三 “遗产”从与民粹主义的联系中是否得到了好处?

也许读者会问:你们把民粹主义理解为什么东西呢?“遗产”这个概念包含什么内容,上面已经下过定义,而“民粹主义”这个概念,则还没有下过任何定义。

我们把民粹主义理解为一种观点体系,它包含以下三个特点:(1)认为资本主义在俄国是一种衰落,退步。因此便有“遏止”、“阻止”、“制止”资本主义“破坏”历代基石的意图和愿望以及诸如此类的反动狂叫。(2) **认为整个俄国经济制度有独特性,特别是农民及其村社、劳动组合等等有独特性。**人们并不认为必须把现代科学所制定的关于各个社会阶级及其冲突的概念应用于俄国经济关系。农民村社被看作是一种比资本主义更高、更好的东西,因此便产生了对“基石”的理想化。在农民中间否认和抹杀任何商品经济和资本主义经济所固有的矛盾,否认这些矛盾与它们在资本主义工农业中的更发展的形式有联系。(3)**忽视“知识分子”和全国法律政治制度与一定社会阶级的物质利益有联系。**否认这种联系,对这些社会因素不作唯物主义的解释,这就使人把这些因素看作是一种能“把历史拖到另一条路线上去”(瓦·沃·先生)、“越出轨道”(尼·—逊、尤沙柯夫诸位先生)等等的力量。

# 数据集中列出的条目
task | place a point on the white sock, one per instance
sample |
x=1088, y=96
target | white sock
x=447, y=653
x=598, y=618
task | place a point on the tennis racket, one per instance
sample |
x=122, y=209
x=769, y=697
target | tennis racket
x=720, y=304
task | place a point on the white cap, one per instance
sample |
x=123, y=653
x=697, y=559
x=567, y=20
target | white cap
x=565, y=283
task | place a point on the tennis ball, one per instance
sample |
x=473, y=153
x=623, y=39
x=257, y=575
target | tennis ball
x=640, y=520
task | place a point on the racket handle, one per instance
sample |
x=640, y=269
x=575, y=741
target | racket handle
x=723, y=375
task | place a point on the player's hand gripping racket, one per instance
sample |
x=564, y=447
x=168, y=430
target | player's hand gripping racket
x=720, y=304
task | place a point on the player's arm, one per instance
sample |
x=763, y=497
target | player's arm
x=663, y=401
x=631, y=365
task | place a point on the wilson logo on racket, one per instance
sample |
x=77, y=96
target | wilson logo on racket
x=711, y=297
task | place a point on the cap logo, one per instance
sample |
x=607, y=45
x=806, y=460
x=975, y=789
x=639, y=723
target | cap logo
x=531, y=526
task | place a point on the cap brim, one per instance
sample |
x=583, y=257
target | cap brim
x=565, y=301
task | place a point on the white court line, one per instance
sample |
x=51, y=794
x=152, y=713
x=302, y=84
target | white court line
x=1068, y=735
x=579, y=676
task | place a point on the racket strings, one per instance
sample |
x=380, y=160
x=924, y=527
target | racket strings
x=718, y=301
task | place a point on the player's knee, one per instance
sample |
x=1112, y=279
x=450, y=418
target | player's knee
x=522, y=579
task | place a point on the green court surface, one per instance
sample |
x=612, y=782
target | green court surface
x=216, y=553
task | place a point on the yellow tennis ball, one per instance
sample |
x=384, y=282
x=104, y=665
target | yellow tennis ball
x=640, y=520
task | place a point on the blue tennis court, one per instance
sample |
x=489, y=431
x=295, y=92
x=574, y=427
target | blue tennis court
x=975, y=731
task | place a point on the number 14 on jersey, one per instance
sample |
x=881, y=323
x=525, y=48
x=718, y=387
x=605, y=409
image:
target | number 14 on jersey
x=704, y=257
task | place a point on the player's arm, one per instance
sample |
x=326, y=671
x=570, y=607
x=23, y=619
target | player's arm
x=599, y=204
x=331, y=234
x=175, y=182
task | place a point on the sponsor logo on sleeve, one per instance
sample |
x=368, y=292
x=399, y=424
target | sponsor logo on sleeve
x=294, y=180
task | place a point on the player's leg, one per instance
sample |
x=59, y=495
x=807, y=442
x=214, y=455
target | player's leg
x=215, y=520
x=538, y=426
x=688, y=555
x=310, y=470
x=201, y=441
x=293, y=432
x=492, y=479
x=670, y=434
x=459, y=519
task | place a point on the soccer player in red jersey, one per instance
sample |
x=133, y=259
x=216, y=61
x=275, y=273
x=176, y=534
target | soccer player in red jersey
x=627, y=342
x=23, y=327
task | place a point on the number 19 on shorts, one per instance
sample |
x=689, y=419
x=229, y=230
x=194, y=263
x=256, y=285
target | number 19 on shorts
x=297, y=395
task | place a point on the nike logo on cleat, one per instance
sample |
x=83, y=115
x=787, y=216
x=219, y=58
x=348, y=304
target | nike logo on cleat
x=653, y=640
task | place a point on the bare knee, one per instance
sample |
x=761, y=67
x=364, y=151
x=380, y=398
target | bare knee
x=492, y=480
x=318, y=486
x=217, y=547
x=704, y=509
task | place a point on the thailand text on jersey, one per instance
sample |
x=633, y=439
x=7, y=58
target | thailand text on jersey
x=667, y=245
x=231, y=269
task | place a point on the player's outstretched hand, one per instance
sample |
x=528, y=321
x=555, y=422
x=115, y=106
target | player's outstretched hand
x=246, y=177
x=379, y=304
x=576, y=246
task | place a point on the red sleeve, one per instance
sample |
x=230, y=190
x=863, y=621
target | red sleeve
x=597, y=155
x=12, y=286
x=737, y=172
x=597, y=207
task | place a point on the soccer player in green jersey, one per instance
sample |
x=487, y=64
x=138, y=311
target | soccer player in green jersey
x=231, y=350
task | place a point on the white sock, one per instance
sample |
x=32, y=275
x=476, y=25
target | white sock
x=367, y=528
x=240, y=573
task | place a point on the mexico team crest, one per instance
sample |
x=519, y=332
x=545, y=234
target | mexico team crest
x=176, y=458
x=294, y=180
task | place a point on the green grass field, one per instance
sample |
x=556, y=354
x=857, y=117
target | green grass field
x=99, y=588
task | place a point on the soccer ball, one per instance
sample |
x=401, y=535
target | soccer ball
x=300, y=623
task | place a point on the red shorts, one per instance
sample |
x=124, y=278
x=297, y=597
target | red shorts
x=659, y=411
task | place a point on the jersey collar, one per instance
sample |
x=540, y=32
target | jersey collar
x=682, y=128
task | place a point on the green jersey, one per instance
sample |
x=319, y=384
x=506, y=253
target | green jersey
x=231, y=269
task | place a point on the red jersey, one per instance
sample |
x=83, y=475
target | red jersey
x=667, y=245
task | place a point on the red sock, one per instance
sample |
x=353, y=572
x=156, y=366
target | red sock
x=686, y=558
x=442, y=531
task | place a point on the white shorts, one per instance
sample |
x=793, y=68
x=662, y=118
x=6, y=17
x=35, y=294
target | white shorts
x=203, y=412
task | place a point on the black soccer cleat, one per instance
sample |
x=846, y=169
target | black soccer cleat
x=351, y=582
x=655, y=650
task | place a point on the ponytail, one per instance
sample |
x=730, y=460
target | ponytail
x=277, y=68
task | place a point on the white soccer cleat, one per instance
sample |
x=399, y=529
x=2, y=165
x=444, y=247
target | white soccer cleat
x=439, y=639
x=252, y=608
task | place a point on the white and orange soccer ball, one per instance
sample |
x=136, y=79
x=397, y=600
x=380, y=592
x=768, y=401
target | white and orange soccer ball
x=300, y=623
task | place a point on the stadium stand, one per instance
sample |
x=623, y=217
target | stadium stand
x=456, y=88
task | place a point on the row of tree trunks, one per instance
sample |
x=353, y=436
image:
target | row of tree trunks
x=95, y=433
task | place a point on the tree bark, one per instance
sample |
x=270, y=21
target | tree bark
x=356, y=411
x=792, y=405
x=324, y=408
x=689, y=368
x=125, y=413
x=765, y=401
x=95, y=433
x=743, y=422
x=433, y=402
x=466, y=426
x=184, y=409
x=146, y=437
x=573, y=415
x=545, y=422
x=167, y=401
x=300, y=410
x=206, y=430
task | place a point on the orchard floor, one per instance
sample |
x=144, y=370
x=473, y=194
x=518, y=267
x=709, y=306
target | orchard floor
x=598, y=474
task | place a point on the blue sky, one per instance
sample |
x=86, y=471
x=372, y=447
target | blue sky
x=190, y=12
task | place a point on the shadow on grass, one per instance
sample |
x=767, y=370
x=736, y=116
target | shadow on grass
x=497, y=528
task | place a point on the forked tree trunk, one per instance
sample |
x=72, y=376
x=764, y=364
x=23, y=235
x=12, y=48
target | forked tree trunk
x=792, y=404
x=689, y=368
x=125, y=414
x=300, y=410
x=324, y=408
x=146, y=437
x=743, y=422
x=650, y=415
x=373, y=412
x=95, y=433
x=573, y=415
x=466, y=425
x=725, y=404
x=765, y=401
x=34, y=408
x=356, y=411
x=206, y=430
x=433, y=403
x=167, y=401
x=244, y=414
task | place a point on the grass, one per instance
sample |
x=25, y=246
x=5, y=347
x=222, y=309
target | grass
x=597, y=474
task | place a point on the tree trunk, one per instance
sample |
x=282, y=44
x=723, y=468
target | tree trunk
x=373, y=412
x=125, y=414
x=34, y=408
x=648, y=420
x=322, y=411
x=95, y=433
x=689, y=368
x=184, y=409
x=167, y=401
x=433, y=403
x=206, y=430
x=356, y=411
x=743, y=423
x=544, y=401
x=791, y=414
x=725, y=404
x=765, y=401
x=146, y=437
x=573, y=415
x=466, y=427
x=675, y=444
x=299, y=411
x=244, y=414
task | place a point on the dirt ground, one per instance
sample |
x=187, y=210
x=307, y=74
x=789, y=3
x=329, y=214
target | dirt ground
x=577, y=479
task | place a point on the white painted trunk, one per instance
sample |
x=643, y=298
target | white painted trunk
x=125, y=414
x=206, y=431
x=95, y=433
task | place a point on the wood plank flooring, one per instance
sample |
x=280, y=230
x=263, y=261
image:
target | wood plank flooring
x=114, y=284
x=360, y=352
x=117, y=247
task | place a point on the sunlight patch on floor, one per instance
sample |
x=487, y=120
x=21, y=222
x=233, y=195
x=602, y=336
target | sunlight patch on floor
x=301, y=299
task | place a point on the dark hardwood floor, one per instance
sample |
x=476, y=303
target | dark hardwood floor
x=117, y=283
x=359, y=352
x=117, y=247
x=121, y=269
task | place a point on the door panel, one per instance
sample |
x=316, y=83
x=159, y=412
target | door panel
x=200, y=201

# 题目要求
[1] 把关于民粹主义的引文从“我们把民粹主义理解为一种观点”一直到“沙柯夫诸位先生)等等的力量。”重写一遍，并将其中的“村社”换成“公社”。
[2] 判断下列说法是否符合关于民粹主义的引文，逐条回答“是”或“否”，并原文引出起决定作用的词句：(a) 引文把民粹主义理解为一种包含三个特点的观点体系；(b) 引文说民粹主义认为资本主义在俄国是一种进步；(c) 引文说农民村社被看作是比资本主义更低的东西。

# 参考答案
[1]
我们把民粹主义理解为一种观点体系,它包含以下三个特点:(1)认为资本主义在俄国是一种衰落,退步。因此便有“遏止”、“阻止”、“制止”资本主义“破坏”历代基石的意图和愿望以及诸如此类的反动狂叫。(2) **认为整个俄国经济制度有独特性,特别是农民及其公社、劳动组合等等有独特性。**人们并不认为必须把现代科学所制定的关于各个社会阶级及其冲突的概念应用于俄国经济关系。农民公社被看作是一种比资本主义更高、更好的东西,因此便产生了对“基石”的理想化。在农民中间否认和抹杀任何商品经济和资本主义经济所固有的矛盾,否认这些矛盾与它们在资本主义工农业中的更发展的形式有联系。(3)**忽视“知识分子”和全国法律政治制度与一定社会阶级的物质利益有联系。**否认这种联系,对这些社会因素不作唯物主义的解释,这就使人把这些因素看作是一种能“把历史拖到另一条路线上去”(瓦·沃·先生)、“越出轨道”(尼·—逊、尤沙柯夫诸位先生)等等的力量。

[2]
(a) 是。“我们把民粹主义理解为一种观点体系”，“它包含以下三个特点”。
(b) 否。“认为资本主义在俄国是一种衰落”。
(c) 否。“农民村社被看作是一种比资本主义更高”。